### [Provided information]
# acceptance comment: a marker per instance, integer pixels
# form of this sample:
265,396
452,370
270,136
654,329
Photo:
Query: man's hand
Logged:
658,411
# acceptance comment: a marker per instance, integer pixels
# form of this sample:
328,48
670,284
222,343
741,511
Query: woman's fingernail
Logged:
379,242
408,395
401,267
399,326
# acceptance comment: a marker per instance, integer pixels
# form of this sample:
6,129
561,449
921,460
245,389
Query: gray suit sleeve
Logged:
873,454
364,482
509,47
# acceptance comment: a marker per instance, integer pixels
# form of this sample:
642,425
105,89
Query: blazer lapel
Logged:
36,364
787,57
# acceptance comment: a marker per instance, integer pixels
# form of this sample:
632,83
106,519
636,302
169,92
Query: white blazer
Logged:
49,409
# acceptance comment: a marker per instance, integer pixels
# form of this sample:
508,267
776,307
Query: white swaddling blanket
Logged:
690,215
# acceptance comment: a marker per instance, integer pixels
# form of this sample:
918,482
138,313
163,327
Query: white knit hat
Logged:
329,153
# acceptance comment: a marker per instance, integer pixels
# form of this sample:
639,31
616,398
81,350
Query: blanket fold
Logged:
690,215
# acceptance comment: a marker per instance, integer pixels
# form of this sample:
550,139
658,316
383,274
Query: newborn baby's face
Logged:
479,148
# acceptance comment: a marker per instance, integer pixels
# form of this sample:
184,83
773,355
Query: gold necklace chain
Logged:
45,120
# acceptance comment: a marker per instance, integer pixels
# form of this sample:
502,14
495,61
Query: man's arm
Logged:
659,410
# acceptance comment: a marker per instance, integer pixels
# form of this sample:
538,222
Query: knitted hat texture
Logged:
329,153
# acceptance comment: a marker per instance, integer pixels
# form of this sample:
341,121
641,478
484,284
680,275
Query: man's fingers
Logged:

### [Task prompt]
Retype the whole listing above. Please keep it exact.

### [Exercise result]
# acceptance comment: a marker per instance, integer pixels
# form of this sample:
265,396
452,370
270,136
654,329
Photo:
Query: man's hand
Logged:
658,411
# acceptance comment: a marker per instance, integer pixels
# form of this sample:
328,48
670,284
222,343
741,511
Query: woman's fingernail
Logged:
379,242
408,395
401,267
399,326
# acceptance comment: a marker per instance, integer pixels
# form of this sample:
6,129
561,449
921,460
245,389
Query: gray suit sleeve
Logged:
873,454
364,482
509,47
# acceptance comment: a marker per instance, integer pixels
# form of this sample:
642,425
105,89
Query: blazer lapel
Logged:
36,364
787,57
# acceptance comment: a marker per instance, integer pixels
# form of this sample:
632,83
106,519
636,302
169,92
Query: white blazer
Logged:
49,409
# acceptance comment: a marker per instance, integer pixels
# form of this sample:
508,267
776,307
Query: white swaddling blanket
Logged:
690,215
# acceptance comment: a marker per instance, integer pixels
# form of this sample:
918,482
138,313
163,327
Query: white knit hat
Logged:
329,153
# acceptance comment: a marker per instance, integer pixels
# form of this sample:
639,31
616,398
81,350
Query: blanket fold
Logged:
690,215
# acceptance comment: a marker per instance, integer pixels
# form of this sample:
550,139
658,316
383,274
Query: newborn baby's face
Logged:
479,148
# acceptance comment: a marker per instance, integer pixels
# form of this sample:
184,83
773,355
Query: gold necklace chain
Logged:
45,120
# acceptance comment: a marker per instance, integer pixels
# form of this sample:
502,14
495,61
Query: man's arm
Logged:
659,410
# acceptance comment: a marker per instance, integer pixels
# form of this sample:
538,222
Query: knitted hat texture
Logged:
329,153
# acceptance comment: a marker per instance, integer pixels
# form of this sample:
341,121
641,478
484,284
680,275
Query: man's fingers
Logged:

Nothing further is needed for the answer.